- Extrait du texte:
+-------+

Au Sud-Kivu, la Monusco veut mettre fin aux conflits récurrents et violents créés par la transhumance.

Au Sud-Kivu, la Monusco veut mettre fin aux conflits récurrents et violents créés par la transhumance.
19 jan 2017

Au Sud-Kivu, la Monusco veut mettre fin aux conflits récurrents et violents créés par la transhumance.

Une réunion de présentation d’un ambitieux projet inter-provincial a eu lieu ce mercredi 18 janvier 2017 au Quartier général de la Force de la Mission onusienne à Uvira. L’implication des autorités aussi bien nationales, provinciales et locales est recommandée, tout comme le dialogue intercommunautaire.

Uvira, le 18 janvier 2017 – Au Sud-Kivu et particulièrement dans les Territoires de Fizi et d’Uvira, il n’y a pas que les groupes armés Maï Maï qui provoquent et créent de l’insécurité. Un autre phénomène beaucoup moins médiatique mais tout aussi préoccupant et récurrent est celui de la transhumance : ces mouvements de vaches qui se déplacent d’une localité à une autre, au gré des saisons et à la recherche de pâturages. Certains de leurs passages se soldent par des destructions de champs, provoquant ainsi l’ire des agriculteurs qui, pour se venger face à ce qu’ils considèrent comme impunité, font appel à des groupes armés. Obligées d’intervenir pour faire ramener le calme, la Police et les FARDC sont parfois débordées, les affrontements entre ces forces de l’ordre et les groupes armés ont souvent occasionné mort d’hommes, comme ce fut le cas récemment en juin 2016 dans la localité d’Iseke en Territoire de Fizi. On en parle depuis des années, des tentatives de solution ont été esquissées, sans grand succès. L’équation se complique davantage quand on sait que parmi les propriétaires de cheptels se retrouvent d’éminentes personnalités issues de tous les milieux : officiers supérieurs des FARDC et de la Police Nationale Congolaise ; Gouvernements provinciaux et central de la République, etc. Il y a même une transhumance dite internationale issue de la Tanzanie, du Rwanda et du Burundi, pays voisins de la RDC qui déversent d’énormes quantités de bœufs destinés à la commercialisation et qui transitent par certains points d’entrée tels que Kiliba, Sange, Runingu, Katogota (en Territoire d’Uvira), Kilembwe ou Lubonja (en Territoire de Fizi).

+-------+

- Bloc de données:
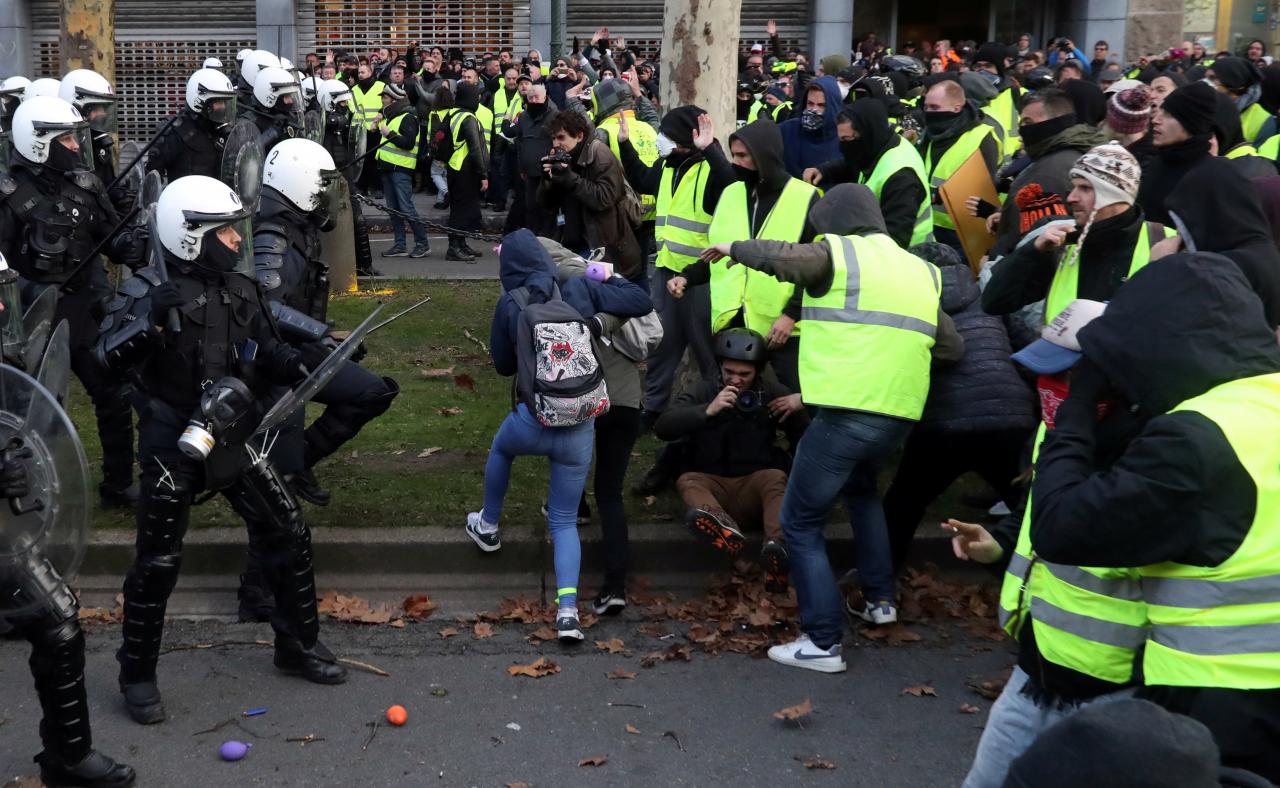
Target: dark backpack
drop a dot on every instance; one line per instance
(558, 376)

+-------+

- À compléter:
a - Énumérez tous les points d'entrée par lesquels transite la transhumance internationale, selon l'extrait sur la transhumance.
b - Recopiez fidèlement le passage de l'extrait sur la transhumance compris entre « 19 jan 2017 » et « le dialogue intercommunautaire. », ces deux bornes incluses.
c - D'après l'extrait sur la transhumance, dans quelle localité les affrontements ont-ils fait des morts en juin 2016 ?

- Corrigé par exercice:
a - Kiliba, Sange, Runingu, Katogota, Kilembwe, Lubonja

b -
19 jan 2017

Au Sud-Kivu, la Monusco veut mettre fin aux conflits récurrents et violents créés par la transhumance.

Une réunion de présentation d’un ambitieux projet inter-provincial a eu lieu ce mercredi 18 janvier 2017 au Quartier général de la Force de la Mission onusienne à Uvira. L’implication des autorités aussi bien nationales, provinciales et locales est recommandée, tout comme le dialogue intercommunautaire.

c - À Iseke, dans le Territoire de Fizi.